■ DATASET RECORDS
========================================

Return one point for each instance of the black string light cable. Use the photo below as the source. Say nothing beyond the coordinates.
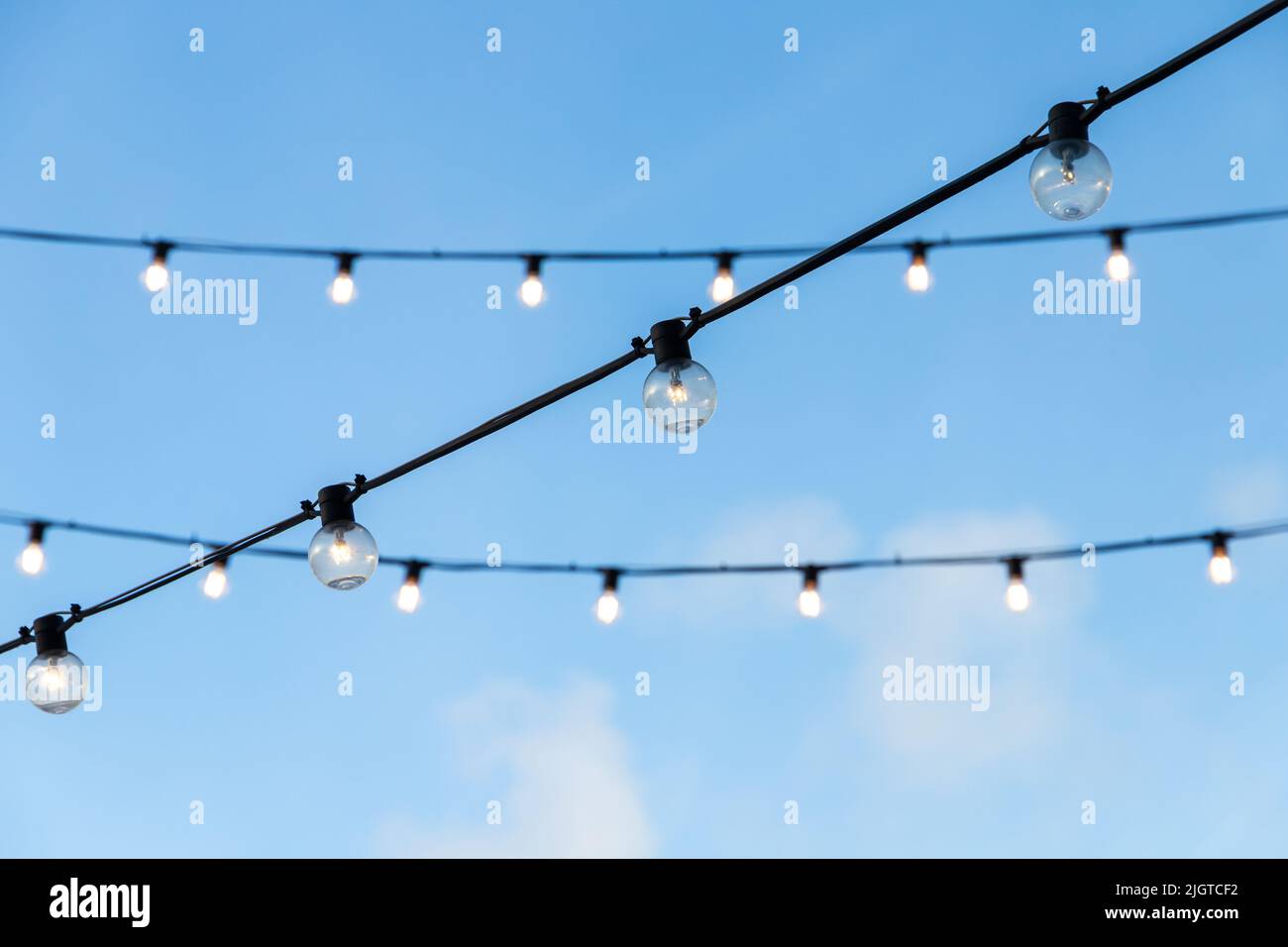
(1067, 179)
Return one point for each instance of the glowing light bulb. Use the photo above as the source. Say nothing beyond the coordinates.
(215, 583)
(1017, 592)
(1220, 569)
(31, 561)
(342, 554)
(1117, 265)
(606, 607)
(156, 277)
(408, 592)
(722, 287)
(532, 291)
(809, 603)
(343, 289)
(918, 274)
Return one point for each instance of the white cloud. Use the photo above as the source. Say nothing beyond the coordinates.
(557, 766)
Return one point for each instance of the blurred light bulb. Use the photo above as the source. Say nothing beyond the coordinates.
(158, 275)
(809, 603)
(918, 274)
(408, 592)
(342, 289)
(532, 291)
(1220, 569)
(721, 287)
(1117, 265)
(1017, 592)
(215, 583)
(606, 607)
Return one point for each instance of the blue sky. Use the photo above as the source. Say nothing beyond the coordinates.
(1115, 685)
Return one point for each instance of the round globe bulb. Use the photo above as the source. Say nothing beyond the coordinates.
(1070, 179)
(343, 554)
(55, 682)
(681, 395)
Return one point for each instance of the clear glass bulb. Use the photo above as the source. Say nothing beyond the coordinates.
(343, 554)
(681, 394)
(721, 287)
(55, 682)
(1220, 569)
(342, 290)
(156, 277)
(408, 596)
(31, 561)
(1119, 265)
(531, 291)
(1070, 179)
(606, 608)
(1017, 595)
(215, 583)
(917, 275)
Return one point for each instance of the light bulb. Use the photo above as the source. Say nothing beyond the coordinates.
(606, 607)
(158, 275)
(1069, 178)
(809, 603)
(721, 287)
(55, 678)
(1117, 265)
(31, 560)
(408, 592)
(532, 291)
(342, 289)
(1220, 569)
(918, 274)
(215, 583)
(1017, 592)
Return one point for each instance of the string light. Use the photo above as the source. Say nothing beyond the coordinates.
(1017, 594)
(1069, 178)
(679, 393)
(156, 277)
(1119, 265)
(809, 603)
(532, 291)
(343, 554)
(55, 678)
(215, 583)
(721, 287)
(342, 289)
(606, 607)
(31, 561)
(917, 275)
(408, 592)
(1220, 569)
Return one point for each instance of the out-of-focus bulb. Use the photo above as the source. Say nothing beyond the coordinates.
(342, 289)
(1220, 569)
(215, 583)
(31, 561)
(1017, 592)
(918, 274)
(408, 592)
(722, 287)
(532, 290)
(606, 607)
(343, 554)
(809, 603)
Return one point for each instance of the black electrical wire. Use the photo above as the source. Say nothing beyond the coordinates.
(698, 318)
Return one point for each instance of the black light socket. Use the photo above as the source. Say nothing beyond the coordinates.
(335, 504)
(669, 341)
(1065, 121)
(51, 634)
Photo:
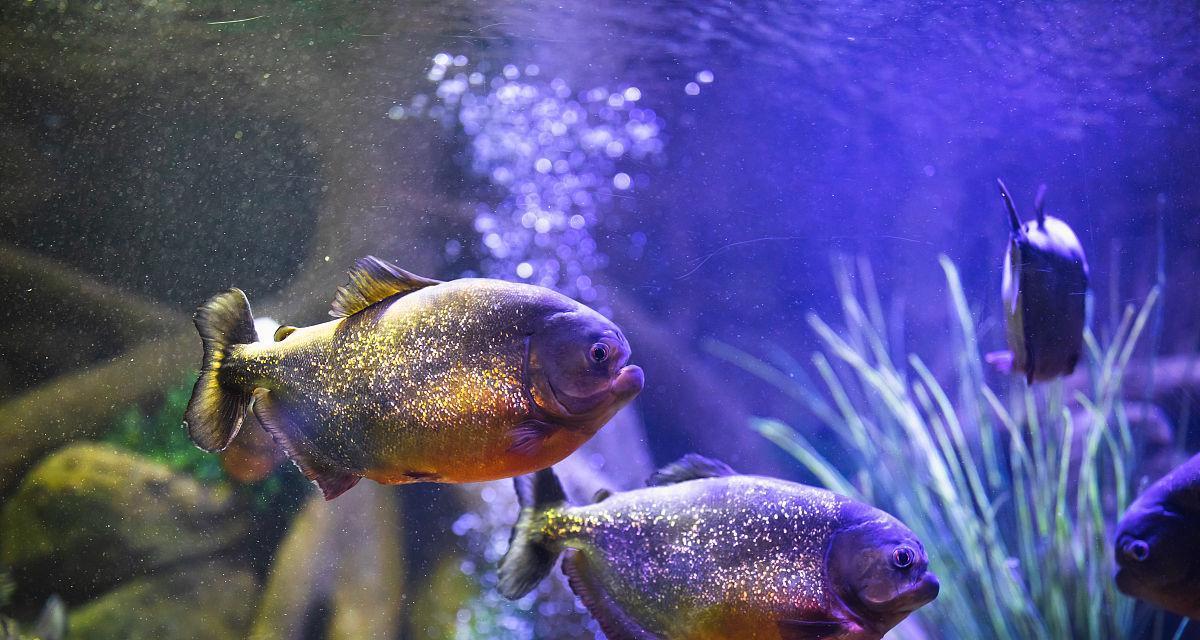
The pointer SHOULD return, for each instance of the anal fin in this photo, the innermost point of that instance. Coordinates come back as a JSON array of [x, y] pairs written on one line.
[[330, 480], [613, 621]]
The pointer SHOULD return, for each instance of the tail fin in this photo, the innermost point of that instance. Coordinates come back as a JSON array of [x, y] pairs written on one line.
[[531, 556], [214, 414]]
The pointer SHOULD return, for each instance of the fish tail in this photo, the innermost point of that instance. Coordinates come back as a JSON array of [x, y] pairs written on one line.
[[532, 554], [215, 412]]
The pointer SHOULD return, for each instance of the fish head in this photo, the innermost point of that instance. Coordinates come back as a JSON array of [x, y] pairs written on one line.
[[880, 570], [579, 368], [1055, 243], [1156, 550]]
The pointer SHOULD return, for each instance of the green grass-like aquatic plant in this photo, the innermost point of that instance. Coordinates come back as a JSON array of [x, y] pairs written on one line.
[[1015, 519], [160, 436]]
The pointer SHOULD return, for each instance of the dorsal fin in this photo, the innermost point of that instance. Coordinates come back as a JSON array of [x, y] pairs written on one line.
[[373, 280], [1013, 219], [690, 467]]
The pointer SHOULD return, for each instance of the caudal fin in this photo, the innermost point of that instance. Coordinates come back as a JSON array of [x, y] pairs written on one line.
[[531, 556], [215, 412]]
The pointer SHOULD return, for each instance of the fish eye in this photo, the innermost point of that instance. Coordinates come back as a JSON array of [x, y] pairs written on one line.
[[1138, 550], [599, 352]]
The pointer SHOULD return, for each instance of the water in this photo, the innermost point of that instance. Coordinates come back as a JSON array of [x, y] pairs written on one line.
[[724, 180]]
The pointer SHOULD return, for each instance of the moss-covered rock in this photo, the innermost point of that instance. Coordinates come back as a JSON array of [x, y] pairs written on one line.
[[91, 515], [435, 614], [209, 600], [341, 569]]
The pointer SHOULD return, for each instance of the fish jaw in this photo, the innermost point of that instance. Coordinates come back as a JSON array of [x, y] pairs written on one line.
[[628, 383]]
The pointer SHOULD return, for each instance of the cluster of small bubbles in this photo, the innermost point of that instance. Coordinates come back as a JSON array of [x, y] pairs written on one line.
[[558, 157], [702, 77], [484, 536]]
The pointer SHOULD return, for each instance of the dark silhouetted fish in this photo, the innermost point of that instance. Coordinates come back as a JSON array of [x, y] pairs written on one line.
[[417, 380], [1158, 543], [1045, 295], [707, 554]]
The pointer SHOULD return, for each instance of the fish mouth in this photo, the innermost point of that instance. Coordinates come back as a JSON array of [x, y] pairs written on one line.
[[624, 386], [628, 383]]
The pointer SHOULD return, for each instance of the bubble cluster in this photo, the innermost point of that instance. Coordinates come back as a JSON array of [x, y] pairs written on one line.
[[557, 156]]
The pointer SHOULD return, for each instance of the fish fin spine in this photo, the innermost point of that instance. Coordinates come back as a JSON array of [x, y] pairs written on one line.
[[331, 482], [373, 280], [1014, 220], [216, 410], [1039, 205], [531, 555], [689, 467], [613, 621]]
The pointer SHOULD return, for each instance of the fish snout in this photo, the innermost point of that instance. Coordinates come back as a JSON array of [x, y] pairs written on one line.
[[927, 590], [628, 382], [1134, 551]]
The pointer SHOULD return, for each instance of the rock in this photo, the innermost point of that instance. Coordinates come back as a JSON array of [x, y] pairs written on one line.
[[343, 557], [91, 515], [209, 600]]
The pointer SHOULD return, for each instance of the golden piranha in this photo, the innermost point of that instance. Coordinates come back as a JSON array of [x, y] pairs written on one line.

========================================

■ ABOUT THIS EXERCISE
A word-for-word retyping of every record is required, without the pictures.

■ TASK RESPONSE
Return one point for each instance of the black string light cable. Use the photo below as the source. Say nothing beyond the coordinates.
(1067, 179)
Return one point for each instance of the glowing light bulb. Use the photo above as the source. Say nothing beyond the coordinates.
(215, 583)
(1017, 592)
(1220, 569)
(31, 561)
(342, 554)
(1117, 265)
(606, 607)
(156, 277)
(408, 592)
(722, 287)
(532, 291)
(809, 603)
(343, 289)
(918, 274)
Return one point for each instance of the white cloud. Use the photo above as the source. Say nothing beyond the coordinates.
(557, 766)
Return one point for each instance of the blurred light bulb. Use the photo above as the source. Say nothing beyond the coordinates.
(158, 275)
(809, 603)
(918, 274)
(408, 592)
(342, 289)
(532, 291)
(1220, 569)
(721, 287)
(1117, 265)
(1017, 592)
(215, 583)
(606, 607)
Return one point for each instance of the blue sky. Use the photo above as the source. Say nothing beyond the coordinates.
(1115, 685)
Return one point for each instance of the round globe bulb. Use the photo above as the source. Say nothing beyond the coordinates.
(1070, 179)
(343, 554)
(55, 682)
(681, 395)
Return one point for each instance of the clear glass bulb. Use the photo above as the source. Say nothing beyond the coordinates.
(343, 554)
(681, 394)
(721, 287)
(55, 682)
(1220, 569)
(342, 290)
(156, 277)
(408, 596)
(31, 561)
(1119, 265)
(531, 291)
(1070, 179)
(606, 608)
(1017, 595)
(215, 583)
(917, 275)
Return one point for each instance of the light bulb. Use the photo above as the source. Say nothing beyond the coordinates.
(606, 607)
(158, 275)
(1069, 178)
(809, 603)
(721, 287)
(55, 678)
(1117, 265)
(31, 560)
(408, 592)
(532, 291)
(342, 289)
(1220, 569)
(918, 274)
(215, 583)
(1017, 592)
Return one point for each instance of the string light. Use the photo above as the source. Say nothing beyond the coordinates.
(1017, 594)
(1069, 178)
(679, 393)
(156, 277)
(1119, 265)
(809, 603)
(532, 291)
(343, 554)
(55, 678)
(215, 583)
(721, 287)
(342, 289)
(606, 607)
(31, 561)
(917, 275)
(408, 592)
(1220, 569)
Return one point for each instance of the out-of-focus bulb. Use the photo above as the source. Say nothing beyond the coordinates.
(342, 289)
(1220, 569)
(215, 583)
(31, 561)
(1017, 592)
(918, 274)
(408, 592)
(722, 287)
(532, 290)
(606, 607)
(343, 554)
(809, 603)
Return one point for each instance of the black electrical wire. Use the photo above as the source. Say nothing beyond the coordinates.
(698, 318)
Return one point for each instance of the black light socket. Use the photo above as the source. Say nothing beyond the coordinates.
(335, 504)
(669, 341)
(1065, 121)
(51, 634)
Photo:
The pointer SHOULD return, for each instance of the anal fin in this photo, the innermost point of that instance. Coordinates come back as a JSON array of [x, y] pairs written on one line.
[[330, 480], [613, 621]]
The pointer SHOULD return, for each instance of the tail fin in this photo, the innermost point of that instance. Coordinates come back as a JSON array of [x, y] pairs written on one line.
[[531, 556], [214, 414]]
The pointer SHOULD return, for each instance of the fish tail in this photo, the innermost point of that instance. Coordinates come back as a JSON array of [x, y] pairs written on one line.
[[532, 554], [215, 412]]
The pointer SHOULD return, for each instance of the fish head in this photo, the innermost point of that instance. Coordinates come back as a JSON array of [x, y] pairs written on one line.
[[880, 570], [579, 368], [1055, 243], [1156, 550]]
The pointer SHOULD return, for each instance of the green grass-like aquatic plant in this photo, the innermost point of that instance. Coordinates come back as a JSON array of [x, y] pairs written on one line.
[[1015, 519], [160, 436]]
The pointer SHOULD return, for each instance of the dorsal fin in this photo, the innermost point of that instance. Coordinates come back as a JSON array of [x, y] pairs written on one line.
[[373, 280], [1013, 219], [690, 467]]
The pointer SHOULD return, for each instance of the caudal fin in this photo, the innermost point of that instance. Coordinates come back as a JSON array of [x, y] pairs written on one line.
[[531, 556], [215, 412]]
The pointer SHOULD return, for each instance of the fish eye in this photo, the innermost point of that instance. Coordinates come back as a JSON array of [x, y] pairs written on one line.
[[1138, 550], [599, 352]]
The pointer SHOULD return, for each instance of the water in this photo, the innermost point of that instance. Coordinates come back as a JSON array of [x, y] pairs written on one line.
[[724, 180]]
The pointer SHOULD return, for each instance of the moss-covered rock in this photo, the innermost point of that instance. Coordinates come back as a JSON array of [x, y] pairs written on one line.
[[91, 515], [435, 614], [209, 600], [341, 569]]
The pointer SHOULD return, for each instance of the fish jaw in this photo, the innermost point of that instance. Coordinates come back as a JSON array of [x, y] pairs written on one line.
[[628, 383]]
The pointer SHOULD return, for each instance of the cluster of small bubbles in this photo, the innermost point of that instance. Coordinates come back as a JSON array of [x, y] pairs written on one line.
[[558, 157], [702, 77], [484, 536]]
The pointer SHOULD return, for each instance of the dark silhouetted fish in this photo, the innermost point of that instance. Coordinates come back as a JSON array of [x, y] pairs written on one line.
[[417, 380], [1158, 543], [1045, 295], [707, 554]]
The pointer SHOULD return, for each instance of the fish mouth in this photo, the innermost point of that instance. Coordinates come back as a JSON array of [x, y] pairs written on one line.
[[624, 386], [628, 383]]
The pointer SHOULD return, for each instance of the bubble cluster in this photo, the innermost point of that instance. Coordinates come back as a JSON array of [x, y] pairs written on one line.
[[557, 156]]
The pointer SHOULD return, for each instance of the fish fin spine in this photo, the innermost point of that instance. Coordinates come back as a JSON array of [x, y] pairs written on one line.
[[331, 482], [373, 280], [1014, 220], [216, 410], [1039, 205], [531, 555], [689, 467], [613, 621]]
The pointer SHOULD return, for each instance of the fish snout in this photo, the innermost point of that instance. Coordinates come back as a JSON array of [x, y] pairs written on one line.
[[927, 590], [628, 382], [1134, 551]]
The pointer SHOULD return, for each instance of the rock in this photo, the innermost point of that instance. Coordinates come back as a JSON array of [x, y] pairs written on one line.
[[343, 557], [91, 515], [209, 600]]
The pointer SHOULD return, for each instance of the golden piranha in this photo, the innermost point of that instance. Coordinates come back as a JSON array of [x, y] pairs written on one line.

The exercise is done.